## START

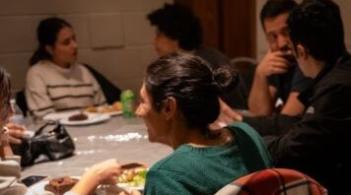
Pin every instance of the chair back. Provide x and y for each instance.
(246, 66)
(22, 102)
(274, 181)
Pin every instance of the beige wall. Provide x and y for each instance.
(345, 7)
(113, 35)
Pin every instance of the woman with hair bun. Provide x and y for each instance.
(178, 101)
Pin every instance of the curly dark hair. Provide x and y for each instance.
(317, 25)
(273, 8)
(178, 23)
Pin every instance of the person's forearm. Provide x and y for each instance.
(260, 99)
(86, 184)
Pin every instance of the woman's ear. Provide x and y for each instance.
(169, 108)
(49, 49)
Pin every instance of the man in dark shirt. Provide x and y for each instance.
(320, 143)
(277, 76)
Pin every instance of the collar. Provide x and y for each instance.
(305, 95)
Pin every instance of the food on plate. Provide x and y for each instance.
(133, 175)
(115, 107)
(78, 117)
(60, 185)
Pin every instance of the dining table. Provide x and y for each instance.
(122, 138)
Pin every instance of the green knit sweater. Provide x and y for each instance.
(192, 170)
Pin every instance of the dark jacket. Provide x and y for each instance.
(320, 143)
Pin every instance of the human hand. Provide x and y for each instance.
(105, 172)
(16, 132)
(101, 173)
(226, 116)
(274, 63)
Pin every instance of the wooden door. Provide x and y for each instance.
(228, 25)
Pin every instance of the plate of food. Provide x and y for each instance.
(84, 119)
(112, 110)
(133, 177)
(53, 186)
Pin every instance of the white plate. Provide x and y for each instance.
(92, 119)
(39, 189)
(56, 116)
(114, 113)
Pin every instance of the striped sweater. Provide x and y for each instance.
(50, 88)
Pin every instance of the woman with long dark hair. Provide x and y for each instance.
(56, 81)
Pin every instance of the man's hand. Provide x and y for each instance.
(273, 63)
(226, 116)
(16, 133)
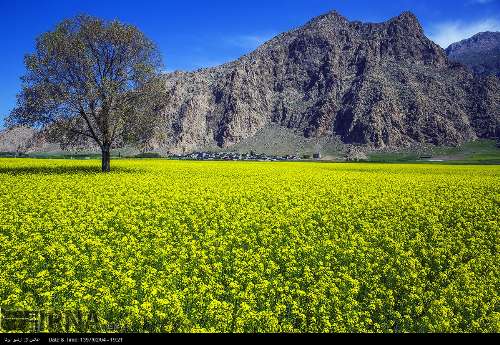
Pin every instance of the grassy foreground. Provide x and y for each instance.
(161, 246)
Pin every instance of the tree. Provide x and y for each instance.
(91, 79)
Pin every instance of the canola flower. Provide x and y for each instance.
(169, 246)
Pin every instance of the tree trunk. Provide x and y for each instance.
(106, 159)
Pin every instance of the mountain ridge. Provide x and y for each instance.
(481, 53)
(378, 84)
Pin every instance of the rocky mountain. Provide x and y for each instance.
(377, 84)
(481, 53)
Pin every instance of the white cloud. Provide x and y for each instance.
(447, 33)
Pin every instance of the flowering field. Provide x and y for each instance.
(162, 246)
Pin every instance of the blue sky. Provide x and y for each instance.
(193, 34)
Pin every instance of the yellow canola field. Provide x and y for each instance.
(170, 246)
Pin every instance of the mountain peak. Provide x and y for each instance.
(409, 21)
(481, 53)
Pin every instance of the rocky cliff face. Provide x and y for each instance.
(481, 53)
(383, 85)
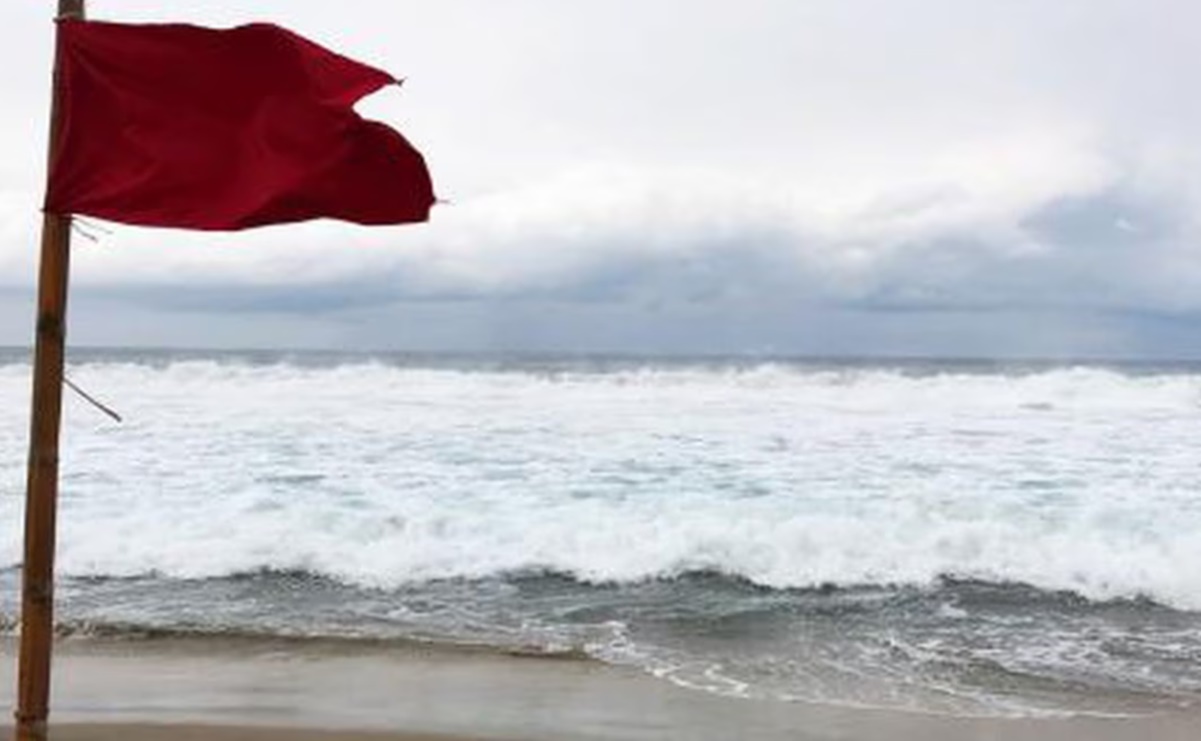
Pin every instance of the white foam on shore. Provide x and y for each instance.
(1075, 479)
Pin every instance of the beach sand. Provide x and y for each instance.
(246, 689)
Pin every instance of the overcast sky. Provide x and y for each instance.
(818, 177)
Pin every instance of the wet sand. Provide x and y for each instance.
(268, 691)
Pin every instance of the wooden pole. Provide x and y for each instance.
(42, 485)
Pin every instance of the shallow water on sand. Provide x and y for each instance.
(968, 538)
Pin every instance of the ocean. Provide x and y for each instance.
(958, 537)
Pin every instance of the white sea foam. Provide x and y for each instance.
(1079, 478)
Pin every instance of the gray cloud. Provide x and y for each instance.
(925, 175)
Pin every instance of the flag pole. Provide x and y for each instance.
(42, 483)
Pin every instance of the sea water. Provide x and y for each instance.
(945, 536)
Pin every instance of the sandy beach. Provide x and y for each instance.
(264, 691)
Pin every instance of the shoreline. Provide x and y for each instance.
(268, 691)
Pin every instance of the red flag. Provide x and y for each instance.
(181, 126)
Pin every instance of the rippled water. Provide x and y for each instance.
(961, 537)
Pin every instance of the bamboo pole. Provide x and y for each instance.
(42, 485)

## END
## START

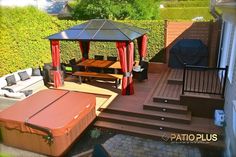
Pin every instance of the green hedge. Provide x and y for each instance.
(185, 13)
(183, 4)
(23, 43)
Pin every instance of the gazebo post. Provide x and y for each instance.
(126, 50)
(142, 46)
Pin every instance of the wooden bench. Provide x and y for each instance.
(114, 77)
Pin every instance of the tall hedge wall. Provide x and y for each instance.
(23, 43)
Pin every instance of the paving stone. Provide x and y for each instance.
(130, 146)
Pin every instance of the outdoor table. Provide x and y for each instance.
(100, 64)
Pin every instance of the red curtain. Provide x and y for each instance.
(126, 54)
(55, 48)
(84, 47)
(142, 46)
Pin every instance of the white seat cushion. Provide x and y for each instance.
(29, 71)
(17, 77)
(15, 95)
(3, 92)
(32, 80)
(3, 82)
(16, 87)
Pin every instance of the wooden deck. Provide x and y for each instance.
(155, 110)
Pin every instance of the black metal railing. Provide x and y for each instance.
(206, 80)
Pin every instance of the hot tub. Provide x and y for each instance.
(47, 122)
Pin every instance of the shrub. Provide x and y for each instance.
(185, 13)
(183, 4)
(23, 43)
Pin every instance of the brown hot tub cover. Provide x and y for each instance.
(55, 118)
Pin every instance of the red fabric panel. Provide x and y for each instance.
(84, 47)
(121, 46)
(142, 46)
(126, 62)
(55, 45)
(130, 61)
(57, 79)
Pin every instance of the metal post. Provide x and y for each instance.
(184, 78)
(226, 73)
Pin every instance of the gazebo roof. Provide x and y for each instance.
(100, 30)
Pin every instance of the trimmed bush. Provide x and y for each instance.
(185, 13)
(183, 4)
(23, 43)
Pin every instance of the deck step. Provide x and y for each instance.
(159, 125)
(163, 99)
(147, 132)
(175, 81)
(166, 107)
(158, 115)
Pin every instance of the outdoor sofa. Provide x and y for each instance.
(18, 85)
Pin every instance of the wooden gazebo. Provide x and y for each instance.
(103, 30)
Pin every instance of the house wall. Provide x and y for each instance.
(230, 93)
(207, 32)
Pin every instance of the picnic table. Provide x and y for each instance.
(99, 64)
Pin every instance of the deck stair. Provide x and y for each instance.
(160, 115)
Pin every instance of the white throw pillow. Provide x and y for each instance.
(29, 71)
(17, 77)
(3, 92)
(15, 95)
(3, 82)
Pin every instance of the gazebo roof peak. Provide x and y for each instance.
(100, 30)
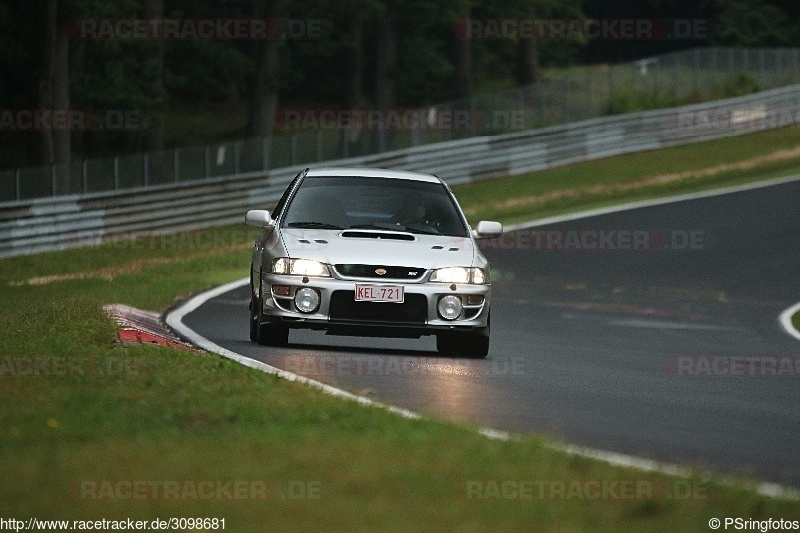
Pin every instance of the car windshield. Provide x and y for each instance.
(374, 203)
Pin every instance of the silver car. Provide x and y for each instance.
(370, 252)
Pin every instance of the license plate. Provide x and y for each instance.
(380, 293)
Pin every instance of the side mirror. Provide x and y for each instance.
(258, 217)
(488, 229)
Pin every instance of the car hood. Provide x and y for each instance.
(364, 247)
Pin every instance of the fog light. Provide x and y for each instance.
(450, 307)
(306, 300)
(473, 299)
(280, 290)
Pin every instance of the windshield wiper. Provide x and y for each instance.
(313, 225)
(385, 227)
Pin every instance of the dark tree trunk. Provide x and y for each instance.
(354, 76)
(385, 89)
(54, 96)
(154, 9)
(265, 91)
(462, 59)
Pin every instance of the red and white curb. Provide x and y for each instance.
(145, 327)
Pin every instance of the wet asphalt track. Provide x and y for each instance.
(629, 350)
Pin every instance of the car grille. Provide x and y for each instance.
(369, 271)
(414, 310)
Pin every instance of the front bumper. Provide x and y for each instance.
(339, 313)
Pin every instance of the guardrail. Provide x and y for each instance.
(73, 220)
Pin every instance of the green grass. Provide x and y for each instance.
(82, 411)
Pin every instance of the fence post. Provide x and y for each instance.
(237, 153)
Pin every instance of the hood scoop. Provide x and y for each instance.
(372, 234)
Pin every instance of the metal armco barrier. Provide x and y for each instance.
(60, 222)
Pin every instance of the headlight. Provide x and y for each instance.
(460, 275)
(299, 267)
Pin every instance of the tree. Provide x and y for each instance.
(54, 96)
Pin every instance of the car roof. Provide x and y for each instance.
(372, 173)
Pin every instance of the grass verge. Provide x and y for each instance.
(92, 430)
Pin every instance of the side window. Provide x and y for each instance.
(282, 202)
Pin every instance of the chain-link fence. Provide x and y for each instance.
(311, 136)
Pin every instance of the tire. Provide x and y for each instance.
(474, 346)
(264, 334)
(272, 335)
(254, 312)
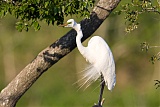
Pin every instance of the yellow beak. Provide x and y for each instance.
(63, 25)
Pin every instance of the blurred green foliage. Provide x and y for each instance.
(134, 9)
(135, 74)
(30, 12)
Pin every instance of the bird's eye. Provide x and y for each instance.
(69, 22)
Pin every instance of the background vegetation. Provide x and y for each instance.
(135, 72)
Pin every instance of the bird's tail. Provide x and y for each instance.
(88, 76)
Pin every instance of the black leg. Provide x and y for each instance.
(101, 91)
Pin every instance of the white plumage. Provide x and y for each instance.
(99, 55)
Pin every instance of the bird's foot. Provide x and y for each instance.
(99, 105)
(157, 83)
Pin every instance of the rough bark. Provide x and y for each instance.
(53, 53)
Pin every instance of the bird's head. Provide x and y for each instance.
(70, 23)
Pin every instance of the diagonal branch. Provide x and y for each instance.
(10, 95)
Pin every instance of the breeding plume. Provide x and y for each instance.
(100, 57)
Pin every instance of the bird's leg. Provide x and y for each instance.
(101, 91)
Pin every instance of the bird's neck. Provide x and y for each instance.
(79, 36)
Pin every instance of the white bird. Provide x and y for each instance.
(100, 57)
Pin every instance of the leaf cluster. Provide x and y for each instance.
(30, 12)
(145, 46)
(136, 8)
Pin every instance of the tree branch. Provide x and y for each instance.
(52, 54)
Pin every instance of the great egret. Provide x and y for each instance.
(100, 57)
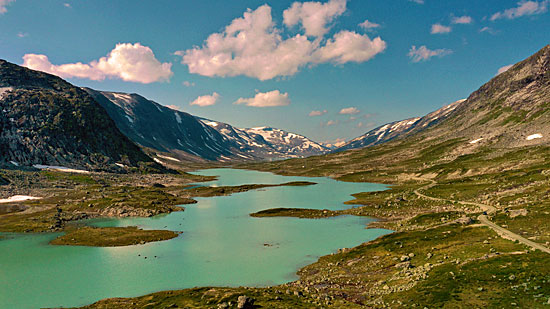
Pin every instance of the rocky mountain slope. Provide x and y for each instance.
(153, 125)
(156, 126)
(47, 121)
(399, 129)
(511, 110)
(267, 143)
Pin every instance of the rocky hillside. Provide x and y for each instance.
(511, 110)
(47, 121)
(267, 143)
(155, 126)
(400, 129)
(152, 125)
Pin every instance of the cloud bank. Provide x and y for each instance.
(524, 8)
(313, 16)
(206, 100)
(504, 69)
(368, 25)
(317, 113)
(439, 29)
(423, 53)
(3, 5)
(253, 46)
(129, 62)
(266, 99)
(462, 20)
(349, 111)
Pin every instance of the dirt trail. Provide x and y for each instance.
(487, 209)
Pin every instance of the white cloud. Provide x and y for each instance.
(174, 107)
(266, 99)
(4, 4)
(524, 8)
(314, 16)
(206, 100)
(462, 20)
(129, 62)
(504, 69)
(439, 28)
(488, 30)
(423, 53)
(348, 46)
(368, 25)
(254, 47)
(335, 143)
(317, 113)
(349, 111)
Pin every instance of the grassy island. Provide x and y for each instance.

## END

Show every line of the records above that contains the string "branch". Case counts.

> Task output
Pin every instance of the diagonal branch. Provide x and y for each instance.
Pin every instance of the tree branch. Provide x and y for each instance.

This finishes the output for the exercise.